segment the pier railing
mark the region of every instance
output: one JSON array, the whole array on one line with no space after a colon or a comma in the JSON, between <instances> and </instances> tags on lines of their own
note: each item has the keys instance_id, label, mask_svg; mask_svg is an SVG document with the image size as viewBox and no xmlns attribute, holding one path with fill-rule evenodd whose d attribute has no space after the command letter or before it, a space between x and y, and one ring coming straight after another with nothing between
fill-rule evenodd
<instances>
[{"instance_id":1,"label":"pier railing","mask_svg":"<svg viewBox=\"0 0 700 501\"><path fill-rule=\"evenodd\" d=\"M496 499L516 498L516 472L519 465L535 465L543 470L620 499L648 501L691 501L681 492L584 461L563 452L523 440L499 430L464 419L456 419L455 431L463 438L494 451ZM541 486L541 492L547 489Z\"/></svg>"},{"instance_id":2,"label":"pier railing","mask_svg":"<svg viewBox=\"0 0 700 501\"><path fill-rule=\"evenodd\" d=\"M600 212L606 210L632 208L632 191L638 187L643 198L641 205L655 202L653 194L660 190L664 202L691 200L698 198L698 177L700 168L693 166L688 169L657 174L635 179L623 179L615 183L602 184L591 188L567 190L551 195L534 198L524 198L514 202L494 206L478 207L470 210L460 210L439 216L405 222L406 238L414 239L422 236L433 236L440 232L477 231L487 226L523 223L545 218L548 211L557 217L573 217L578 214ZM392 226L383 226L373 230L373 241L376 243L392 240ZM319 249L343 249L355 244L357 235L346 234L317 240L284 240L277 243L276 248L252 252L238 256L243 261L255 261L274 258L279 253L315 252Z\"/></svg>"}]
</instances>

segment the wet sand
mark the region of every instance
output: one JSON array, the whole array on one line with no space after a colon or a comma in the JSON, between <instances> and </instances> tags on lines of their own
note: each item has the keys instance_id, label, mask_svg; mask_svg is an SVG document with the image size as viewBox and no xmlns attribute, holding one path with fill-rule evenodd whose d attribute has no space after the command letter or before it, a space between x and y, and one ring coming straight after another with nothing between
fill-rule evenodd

• _TASK DIRECTIONS_:
Each entry is to be written out exactly as it was given.

• _THE ANSWER_:
segment the pier railing
mark the region of every instance
output: one JSON array, the whole array on one line with no space after a colon or a comma in the JSON, between <instances> and </instances> tags on lines of their own
note: each item has the keys instance_id, label, mask_svg; mask_svg is an SVG document with the image size as viewBox and no xmlns attribute, holding one path with fill-rule evenodd whose d attribute has no space after the command letter or before it, a space between x and y, and one ring coming straight after another with nothing between
fill-rule evenodd
<instances>
[{"instance_id":1,"label":"pier railing","mask_svg":"<svg viewBox=\"0 0 700 501\"><path fill-rule=\"evenodd\" d=\"M496 499L516 498L516 472L519 465L535 465L543 470L620 499L648 501L691 501L681 492L584 461L563 452L523 440L499 430L464 419L456 419L455 431L463 438L494 451ZM541 486L541 492L547 489Z\"/></svg>"},{"instance_id":2,"label":"pier railing","mask_svg":"<svg viewBox=\"0 0 700 501\"><path fill-rule=\"evenodd\" d=\"M600 212L606 210L632 208L632 191L638 187L643 198L641 205L655 202L653 194L660 190L664 202L691 200L698 198L698 177L700 168L693 166L688 169L657 174L635 179L623 179L615 183L602 184L591 188L567 190L551 195L534 198L524 198L514 202L494 206L478 207L470 210L460 210L439 216L405 222L406 238L414 239L422 236L433 236L440 232L477 231L487 226L523 223L545 218L548 211L557 217L573 217L578 214ZM392 226L383 226L373 230L373 241L376 243L392 240ZM319 249L343 249L355 244L357 235L346 234L317 240L284 240L277 243L276 248L252 252L238 256L243 261L255 261L274 258L279 253L315 252Z\"/></svg>"}]
</instances>

segment the wet sand
mark the region of every instance
output: one JSON array, the whole array on one line with no space after a colon or a comma in the JSON, between <instances> and </instances> tags on lines of their own
note: each item has the keys instance_id, label, mask_svg; mask_svg is an SVG document with the image size as viewBox and no xmlns attribute, holding one path with fill-rule evenodd whose d attribute has no space after the command letter or before it, a space between x and y, and one ring coming straight after another with nothing between
fill-rule evenodd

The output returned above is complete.